:: Given instruction ::
Output the data exactly, with every line intact.
— Begin —
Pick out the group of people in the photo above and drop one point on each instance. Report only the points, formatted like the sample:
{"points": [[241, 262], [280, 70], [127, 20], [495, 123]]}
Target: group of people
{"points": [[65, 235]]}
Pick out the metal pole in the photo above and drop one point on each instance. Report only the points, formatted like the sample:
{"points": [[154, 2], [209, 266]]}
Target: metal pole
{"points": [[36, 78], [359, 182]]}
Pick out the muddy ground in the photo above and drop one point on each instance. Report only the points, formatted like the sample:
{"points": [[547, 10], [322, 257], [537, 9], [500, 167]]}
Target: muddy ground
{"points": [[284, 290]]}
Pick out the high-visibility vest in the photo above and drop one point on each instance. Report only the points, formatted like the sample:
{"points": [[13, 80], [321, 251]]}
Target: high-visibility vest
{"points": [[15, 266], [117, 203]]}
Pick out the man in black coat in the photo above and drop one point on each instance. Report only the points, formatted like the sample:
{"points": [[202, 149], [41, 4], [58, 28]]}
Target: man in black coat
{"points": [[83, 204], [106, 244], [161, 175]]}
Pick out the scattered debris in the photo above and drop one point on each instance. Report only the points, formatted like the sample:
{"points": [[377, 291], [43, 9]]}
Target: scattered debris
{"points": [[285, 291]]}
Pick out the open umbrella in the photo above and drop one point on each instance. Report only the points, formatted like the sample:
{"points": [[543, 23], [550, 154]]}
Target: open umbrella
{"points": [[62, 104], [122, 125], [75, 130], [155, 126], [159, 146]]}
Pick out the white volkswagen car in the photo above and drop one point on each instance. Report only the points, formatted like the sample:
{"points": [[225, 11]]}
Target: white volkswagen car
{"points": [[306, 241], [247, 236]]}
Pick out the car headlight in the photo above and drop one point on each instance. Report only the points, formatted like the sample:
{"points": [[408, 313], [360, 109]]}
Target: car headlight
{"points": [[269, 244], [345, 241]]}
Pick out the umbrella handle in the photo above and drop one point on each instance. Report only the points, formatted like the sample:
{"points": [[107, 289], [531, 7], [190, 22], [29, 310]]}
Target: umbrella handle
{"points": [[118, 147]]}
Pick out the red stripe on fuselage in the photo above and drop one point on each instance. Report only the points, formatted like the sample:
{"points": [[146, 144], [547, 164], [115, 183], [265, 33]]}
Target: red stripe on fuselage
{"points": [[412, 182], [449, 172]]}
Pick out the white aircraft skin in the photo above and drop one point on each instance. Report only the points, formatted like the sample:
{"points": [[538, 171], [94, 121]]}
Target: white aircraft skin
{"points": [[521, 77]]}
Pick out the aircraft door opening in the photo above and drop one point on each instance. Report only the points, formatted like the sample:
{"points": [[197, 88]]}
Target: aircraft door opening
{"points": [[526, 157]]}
— End —
:: The completed task ::
Pick out the group of people in the photo above and drop one point on each instance. Report only the points, formatted like the sample:
{"points": [[241, 262], [280, 70], [127, 20], [495, 123]]}
Target: group of people
{"points": [[65, 235]]}
Pick out the metal pole in the photo above and drop one point on each instance. Report only the points, formatted like the sample:
{"points": [[154, 2], [209, 266]]}
Target: metal pole
{"points": [[36, 78], [359, 182]]}
Pick out the muddy ground in the photo above and drop one point on each instance. Report only the points, formatted like the sample:
{"points": [[547, 10], [322, 257], [537, 9], [500, 167]]}
Target: muddy ground
{"points": [[284, 290]]}
Pick out the high-visibility vest in the photo above and drop one point on each instance. Report only the points, formatted like the sample:
{"points": [[13, 80], [321, 251]]}
Target: high-visibility vest
{"points": [[15, 266], [117, 203]]}
Pick out the man in black coat in the photo above and drop one point on each instance. Report only the points, formatted like the sample:
{"points": [[202, 149], [41, 4], [58, 28]]}
Target: man in black coat
{"points": [[83, 204], [106, 244], [161, 175]]}
Pick out the scattered debris in the photo above and drop one point on each instance. Report only the points, formatted like the sample:
{"points": [[377, 291], [43, 9]]}
Target: scattered debris
{"points": [[285, 291]]}
Pick out the open umbrella in the photo above and drop one point on each instance. Report only the points, formatted like the sample:
{"points": [[543, 23], [550, 154]]}
Target: open umbrella
{"points": [[62, 104], [122, 125], [75, 130], [155, 126], [159, 146]]}
Pick out the white volkswagen car in the photo above and drop one point on each instance. Report only the points, formatted like the sample:
{"points": [[225, 11]]}
Target: white volkswagen car
{"points": [[306, 241], [247, 236]]}
Pick out the car headlight in the photo above and drop one point on each instance. Report only the points, formatted like the sample:
{"points": [[408, 313], [360, 109]]}
Target: car headlight
{"points": [[269, 244], [345, 241]]}
Pick out the umbrella handle in the photo above and drop one point on each instance. Report only the points, formatted like the sample:
{"points": [[107, 289], [531, 7], [190, 22], [29, 310]]}
Target: umbrella handle
{"points": [[118, 147]]}
Pick out the red stripe on fuselage in the photo above and drop one point on each instance. Report only the points, formatted like the sample:
{"points": [[146, 144], [547, 164], [115, 183], [265, 33]]}
Target: red stripe on fuselage
{"points": [[412, 182], [449, 172]]}
Pick out the white aircraft skin in the photo above and drop one point on each instance. Report only the points, formatted like the sample:
{"points": [[538, 171], [94, 121]]}
Target: white aircraft skin
{"points": [[521, 77]]}
Pick out the aircraft door opening in the photo above and drop one point on each instance. Report only the points, formatted like the sample:
{"points": [[197, 88]]}
Target: aircraft door opening
{"points": [[526, 157]]}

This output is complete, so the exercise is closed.